Given problem ::
Gather every line from the rows below that contains the word "house", and copy each such line in full. Treat case as significant.

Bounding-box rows
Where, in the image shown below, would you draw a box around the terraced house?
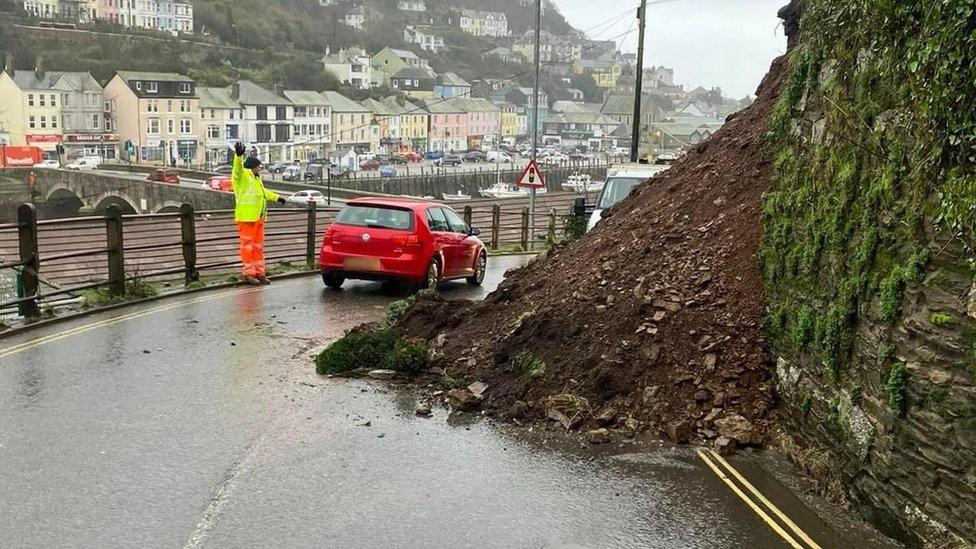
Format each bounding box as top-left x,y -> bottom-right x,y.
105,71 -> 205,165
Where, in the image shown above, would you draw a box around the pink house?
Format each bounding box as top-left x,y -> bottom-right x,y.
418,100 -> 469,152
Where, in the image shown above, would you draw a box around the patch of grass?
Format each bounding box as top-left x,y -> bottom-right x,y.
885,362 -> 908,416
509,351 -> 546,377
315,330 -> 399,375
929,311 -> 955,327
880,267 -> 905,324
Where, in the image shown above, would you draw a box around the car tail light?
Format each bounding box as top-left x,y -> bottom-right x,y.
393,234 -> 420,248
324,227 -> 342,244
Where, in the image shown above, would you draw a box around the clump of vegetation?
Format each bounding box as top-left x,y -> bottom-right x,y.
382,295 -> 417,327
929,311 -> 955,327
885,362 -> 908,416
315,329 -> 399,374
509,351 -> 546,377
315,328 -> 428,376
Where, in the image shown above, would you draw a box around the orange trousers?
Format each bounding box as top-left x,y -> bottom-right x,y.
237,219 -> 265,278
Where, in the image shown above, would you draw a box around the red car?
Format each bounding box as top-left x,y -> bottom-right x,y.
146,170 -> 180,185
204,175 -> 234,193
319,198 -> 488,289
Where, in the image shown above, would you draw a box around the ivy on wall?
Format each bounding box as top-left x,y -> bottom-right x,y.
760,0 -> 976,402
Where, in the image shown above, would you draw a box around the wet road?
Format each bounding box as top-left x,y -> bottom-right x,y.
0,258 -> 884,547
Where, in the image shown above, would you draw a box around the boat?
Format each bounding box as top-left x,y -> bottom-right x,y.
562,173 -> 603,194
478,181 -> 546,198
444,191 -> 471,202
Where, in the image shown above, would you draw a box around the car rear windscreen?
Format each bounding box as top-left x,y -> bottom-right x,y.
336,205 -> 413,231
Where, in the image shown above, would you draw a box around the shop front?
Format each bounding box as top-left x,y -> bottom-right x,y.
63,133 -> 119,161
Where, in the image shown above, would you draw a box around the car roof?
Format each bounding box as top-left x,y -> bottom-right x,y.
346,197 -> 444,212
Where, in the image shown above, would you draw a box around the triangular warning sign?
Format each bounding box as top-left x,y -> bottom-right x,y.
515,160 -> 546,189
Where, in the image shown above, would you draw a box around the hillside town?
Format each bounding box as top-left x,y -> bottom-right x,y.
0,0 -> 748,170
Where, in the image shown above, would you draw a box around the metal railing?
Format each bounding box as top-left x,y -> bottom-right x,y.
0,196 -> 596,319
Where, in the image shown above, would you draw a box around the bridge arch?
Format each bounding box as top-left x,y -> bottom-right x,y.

Worked answer ::
Where, in the image shown below, would you draw a box around the terraced house?
Where, in the image shown above, would you draw a box around the pink house?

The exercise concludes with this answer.